=== Section Start ===

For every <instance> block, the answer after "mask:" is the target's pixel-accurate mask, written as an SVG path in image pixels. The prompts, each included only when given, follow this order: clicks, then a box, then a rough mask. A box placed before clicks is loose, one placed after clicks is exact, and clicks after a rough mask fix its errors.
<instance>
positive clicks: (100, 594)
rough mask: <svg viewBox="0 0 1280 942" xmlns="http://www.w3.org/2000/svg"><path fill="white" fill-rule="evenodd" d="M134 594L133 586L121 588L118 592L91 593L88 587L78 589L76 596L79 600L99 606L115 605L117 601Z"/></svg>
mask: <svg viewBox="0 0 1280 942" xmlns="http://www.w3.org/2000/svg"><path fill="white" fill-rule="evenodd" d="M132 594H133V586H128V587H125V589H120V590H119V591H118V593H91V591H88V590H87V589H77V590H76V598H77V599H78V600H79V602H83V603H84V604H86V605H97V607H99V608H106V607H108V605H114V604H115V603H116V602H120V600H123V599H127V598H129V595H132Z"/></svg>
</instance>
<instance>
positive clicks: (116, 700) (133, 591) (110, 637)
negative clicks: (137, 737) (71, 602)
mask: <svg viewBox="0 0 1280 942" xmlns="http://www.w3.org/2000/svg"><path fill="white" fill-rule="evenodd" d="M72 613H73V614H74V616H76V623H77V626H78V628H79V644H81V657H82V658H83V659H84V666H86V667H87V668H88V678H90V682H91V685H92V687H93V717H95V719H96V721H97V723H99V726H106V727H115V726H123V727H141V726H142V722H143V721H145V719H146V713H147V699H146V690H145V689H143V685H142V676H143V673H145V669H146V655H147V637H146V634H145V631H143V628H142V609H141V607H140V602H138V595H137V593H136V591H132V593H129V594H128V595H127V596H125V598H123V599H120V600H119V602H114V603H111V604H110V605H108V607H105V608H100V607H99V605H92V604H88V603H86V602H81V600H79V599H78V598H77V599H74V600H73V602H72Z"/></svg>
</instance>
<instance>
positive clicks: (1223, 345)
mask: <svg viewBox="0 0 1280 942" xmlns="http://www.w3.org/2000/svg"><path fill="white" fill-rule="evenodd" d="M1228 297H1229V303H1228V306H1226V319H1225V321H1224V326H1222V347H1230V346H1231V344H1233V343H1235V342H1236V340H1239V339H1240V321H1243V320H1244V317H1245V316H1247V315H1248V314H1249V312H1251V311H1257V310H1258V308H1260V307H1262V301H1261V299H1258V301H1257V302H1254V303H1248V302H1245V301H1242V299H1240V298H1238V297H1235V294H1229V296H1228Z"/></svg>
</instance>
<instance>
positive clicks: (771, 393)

=== Section End ===

**Exercise objective:**
The output is every entry, printed exactly as it reads.

**Answer section:**
For every <instance> block, the answer after "mask:" is the target's pixel-accurate mask, written as an SVG path in image pixels. The prompts, each included only when given, follow this order: clicks, then a box, then a rough mask. A box placed before clicks is loose, one placed after clicks is exact, and clicks after a rough mask fix its errors.
<instance>
positive clicks: (100, 594)
rough mask: <svg viewBox="0 0 1280 942" xmlns="http://www.w3.org/2000/svg"><path fill="white" fill-rule="evenodd" d="M134 594L133 586L121 588L118 592L91 593L88 587L78 589L76 596L79 600L99 606L115 605L117 601Z"/></svg>
mask: <svg viewBox="0 0 1280 942" xmlns="http://www.w3.org/2000/svg"><path fill="white" fill-rule="evenodd" d="M132 594H133V586H128V587H125V589H120V590H119V591H118V593H91V591H88V590H87V589H77V590H76V598H77V599H78V600H79V602H83V603H84V604H86V605H97V607H99V608H106V607H108V605H114V604H115V603H116V602H120V600H123V599H127V598H129V595H132Z"/></svg>
</instance>
<instance>
positive clicks: (116, 700) (133, 591) (110, 637)
negative clicks: (137, 737) (71, 602)
mask: <svg viewBox="0 0 1280 942" xmlns="http://www.w3.org/2000/svg"><path fill="white" fill-rule="evenodd" d="M72 613H73V614H74V616H76V623H77V626H78V628H79V644H81V657H82V658H83V659H84V666H86V667H87V668H88V678H90V682H91V685H92V687H93V717H95V719H96V721H97V723H99V726H106V727H115V726H123V727H141V726H142V722H143V721H145V719H146V713H147V699H146V690H145V689H143V685H142V676H143V673H145V669H146V655H147V637H146V634H145V631H143V628H142V609H141V607H140V602H138V595H137V593H136V591H132V593H129V594H128V595H127V596H125V598H123V599H120V600H119V602H114V603H111V604H110V605H108V607H105V608H100V607H99V605H92V604H88V603H86V602H81V600H79V599H78V598H77V599H74V600H73V602H72Z"/></svg>
</instance>
<instance>
positive clicks: (1223, 345)
mask: <svg viewBox="0 0 1280 942" xmlns="http://www.w3.org/2000/svg"><path fill="white" fill-rule="evenodd" d="M1228 297H1229V303H1228V306H1226V319H1225V321H1224V326H1222V347H1230V346H1231V344H1233V343H1235V342H1236V340H1239V339H1240V321H1243V320H1244V317H1245V316H1247V315H1248V314H1249V312H1251V311H1257V310H1258V308H1260V307H1262V301H1261V299H1258V301H1257V302H1254V303H1248V302H1245V301H1242V299H1240V298H1238V297H1235V294H1229V296H1228Z"/></svg>
</instance>
<instance>
positive clicks: (771, 393)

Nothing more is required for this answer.